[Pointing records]
* START *

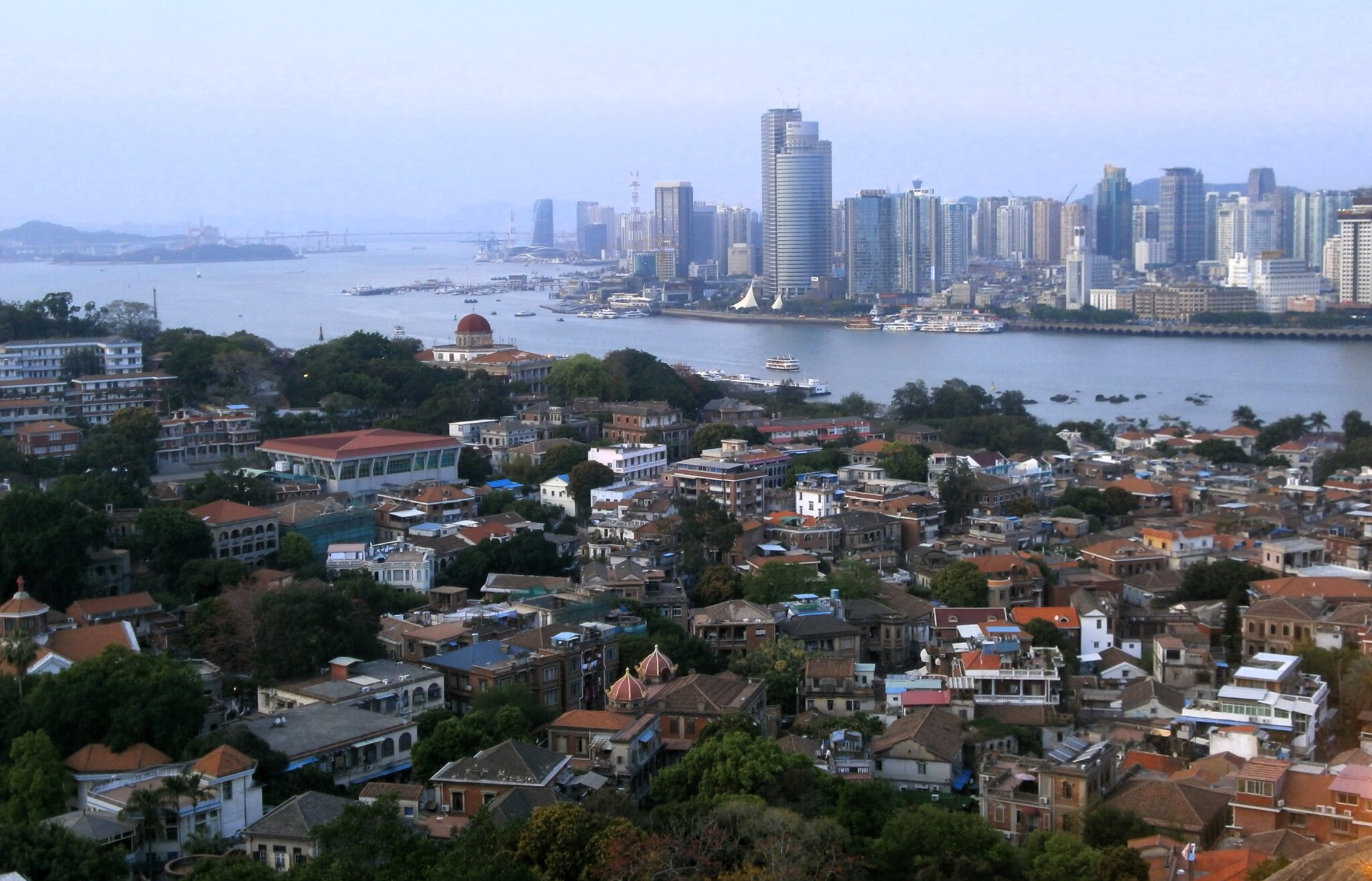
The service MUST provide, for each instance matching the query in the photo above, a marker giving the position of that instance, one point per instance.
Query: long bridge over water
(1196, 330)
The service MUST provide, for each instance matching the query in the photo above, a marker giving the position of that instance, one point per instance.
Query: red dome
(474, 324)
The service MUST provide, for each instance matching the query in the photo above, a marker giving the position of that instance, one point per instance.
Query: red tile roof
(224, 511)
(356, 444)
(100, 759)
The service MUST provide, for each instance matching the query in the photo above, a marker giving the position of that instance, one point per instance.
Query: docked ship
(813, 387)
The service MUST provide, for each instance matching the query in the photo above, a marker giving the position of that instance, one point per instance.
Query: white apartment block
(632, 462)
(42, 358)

* END *

• _Task to carry out_:
Copy out all of the records above word for word, but leave out the pictures.

• _Solution_:
The service MUST provide, for each instance matching the query in the photo above, a marker giving the position of that instance, one point per instance.
Query: long bridge over water
(1196, 330)
The service MUST provide, for each instance matching the query in the photo above, a marker giving the position of that instance, one point per instance.
Query: red dome
(474, 324)
The service MUST provide, for each instance matching the query in the photo above, a marker giving the position of that instance, one point per instance.
Query: red tile roof
(224, 511)
(356, 444)
(100, 759)
The service MUST provide, for each instance matching the query in the photo above, a marker giving the position of that instance, one point per instance.
Query: docked ship
(813, 387)
The service MUST provide, for each instance matching the query in the photo above, a marker giving the position of that instance, one point per instance.
Query: white apartment block
(632, 462)
(42, 358)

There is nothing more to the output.